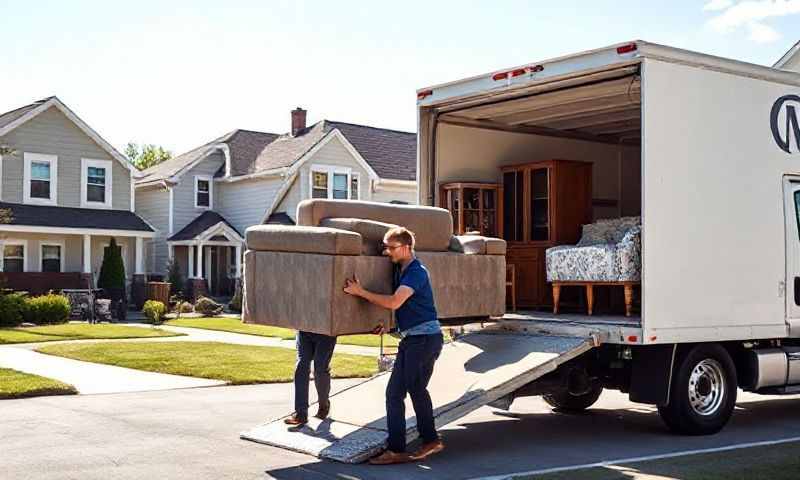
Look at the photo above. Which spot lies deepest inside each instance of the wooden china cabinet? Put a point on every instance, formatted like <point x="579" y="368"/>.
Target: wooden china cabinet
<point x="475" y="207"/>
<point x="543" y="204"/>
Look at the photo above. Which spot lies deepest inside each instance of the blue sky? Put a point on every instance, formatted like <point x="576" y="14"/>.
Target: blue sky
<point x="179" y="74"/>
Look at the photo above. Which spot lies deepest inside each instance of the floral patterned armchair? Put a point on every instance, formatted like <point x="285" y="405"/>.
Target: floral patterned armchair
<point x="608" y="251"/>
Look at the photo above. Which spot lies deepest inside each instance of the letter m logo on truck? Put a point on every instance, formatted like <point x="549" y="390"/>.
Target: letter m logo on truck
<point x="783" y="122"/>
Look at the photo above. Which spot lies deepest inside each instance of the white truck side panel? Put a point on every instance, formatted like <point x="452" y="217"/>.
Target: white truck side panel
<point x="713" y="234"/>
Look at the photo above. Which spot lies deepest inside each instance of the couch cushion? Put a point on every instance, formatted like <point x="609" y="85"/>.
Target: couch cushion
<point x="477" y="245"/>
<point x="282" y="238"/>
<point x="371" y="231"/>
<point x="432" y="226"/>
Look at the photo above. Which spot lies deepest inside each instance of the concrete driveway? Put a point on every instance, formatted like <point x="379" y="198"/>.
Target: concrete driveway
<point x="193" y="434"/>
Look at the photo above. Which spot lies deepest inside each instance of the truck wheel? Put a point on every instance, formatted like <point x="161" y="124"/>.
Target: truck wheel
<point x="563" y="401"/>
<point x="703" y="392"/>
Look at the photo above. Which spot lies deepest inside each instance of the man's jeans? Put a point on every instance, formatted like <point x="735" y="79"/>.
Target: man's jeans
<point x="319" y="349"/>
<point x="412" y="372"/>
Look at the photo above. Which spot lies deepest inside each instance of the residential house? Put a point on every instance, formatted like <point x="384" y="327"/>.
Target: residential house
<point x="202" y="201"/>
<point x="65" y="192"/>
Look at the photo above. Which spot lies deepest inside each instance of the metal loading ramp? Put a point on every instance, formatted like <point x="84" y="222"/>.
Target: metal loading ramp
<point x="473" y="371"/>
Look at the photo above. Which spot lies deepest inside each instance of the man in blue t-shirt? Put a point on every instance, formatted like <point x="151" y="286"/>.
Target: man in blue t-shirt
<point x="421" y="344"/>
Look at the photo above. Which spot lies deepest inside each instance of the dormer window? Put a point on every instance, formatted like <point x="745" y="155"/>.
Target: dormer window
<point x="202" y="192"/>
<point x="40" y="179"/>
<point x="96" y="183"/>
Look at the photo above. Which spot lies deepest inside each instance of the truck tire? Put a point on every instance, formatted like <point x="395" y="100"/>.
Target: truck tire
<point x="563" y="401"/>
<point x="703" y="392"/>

◆ ◆ ◆

**About this exercise**.
The records must be copied with no word altered, and without their pictures.

**Written response**.
Look at the photo above. Which spot lies deepest inside each instance of the wooden china cabinet? Put a point on every instance, formatted like <point x="579" y="368"/>.
Target: wooden china cabinet
<point x="475" y="207"/>
<point x="543" y="204"/>
Look at the photo above. Which spot lies deepest inside each instance of the blue sky? Put a point on every instance, formatted like <point x="576" y="14"/>.
Target: blue sky
<point x="179" y="74"/>
Look at the photo above. Which spot lies deepest inside each instance of the floral patterned armchair? Put a point on every instance, formatted like <point x="285" y="405"/>.
Target: floral patterned armchair
<point x="608" y="251"/>
Look at the photo above. Which spot lies deepest inside each instance of the letter m logo on truck? Put a point on every instance, formatted like <point x="549" y="390"/>.
Target: letter m logo on truck
<point x="783" y="122"/>
Look at the photo above. Which spot lies deepest inside each instance of the white truck side panel? Put a point on every instance, formatted like <point x="452" y="217"/>.
Target: white truck side panel
<point x="713" y="234"/>
Look at the photo above. Which spot lies deepest inside each instance of the couch cushion? Put a point on every instance, formatted like <point x="609" y="85"/>.
Target: couch cushion
<point x="477" y="245"/>
<point x="282" y="238"/>
<point x="371" y="231"/>
<point x="432" y="226"/>
Look at the photo above. Which spot lies deepest inside each instance of the concrete driveway? Put a point on every instance, formatted like <point x="379" y="198"/>.
Target: concrete driveway
<point x="193" y="434"/>
Look at the photo above. Which spot lies deepest inside each instance of the truck wheel? Put a point on every instance, formatted like <point x="161" y="124"/>.
Target: truck wheel
<point x="563" y="401"/>
<point x="703" y="392"/>
Look at the photo above. Which spot lies deepest inside each instance of the man's jeans? Put a point on every instance, formatted like <point x="735" y="79"/>.
Target: man's jeans
<point x="319" y="349"/>
<point x="412" y="372"/>
Look at the photo above. Which spot lies deepest inside each instance of the residential house? Put a point on every instance, formatted like <point x="384" y="327"/>.
Target: residential house
<point x="202" y="201"/>
<point x="65" y="192"/>
Look at the photo above. Which spot lies deepest inside each instance of the metal loading ramp? Put a point on every instance, formatted like <point x="84" y="222"/>.
Target: metal loading ramp
<point x="473" y="371"/>
Look at the photo above. Which spot lies deepest inside each instance of the man in blue t-shirt? Put a point on every instance, formatted like <point x="151" y="286"/>.
Target: man in blue t-shirt
<point x="421" y="344"/>
Look at the photo above. Which spot lies deepest inside each instance of the dormer window? Put a point on every instance, formatted like <point x="745" y="155"/>.
Target: dormer window
<point x="202" y="192"/>
<point x="40" y="179"/>
<point x="96" y="183"/>
Look at the photo above. Which spot lies deepest inside each instance of the truck tire? Put a point on every instance, formatted like <point x="395" y="100"/>.
Target: truck tire
<point x="563" y="401"/>
<point x="703" y="392"/>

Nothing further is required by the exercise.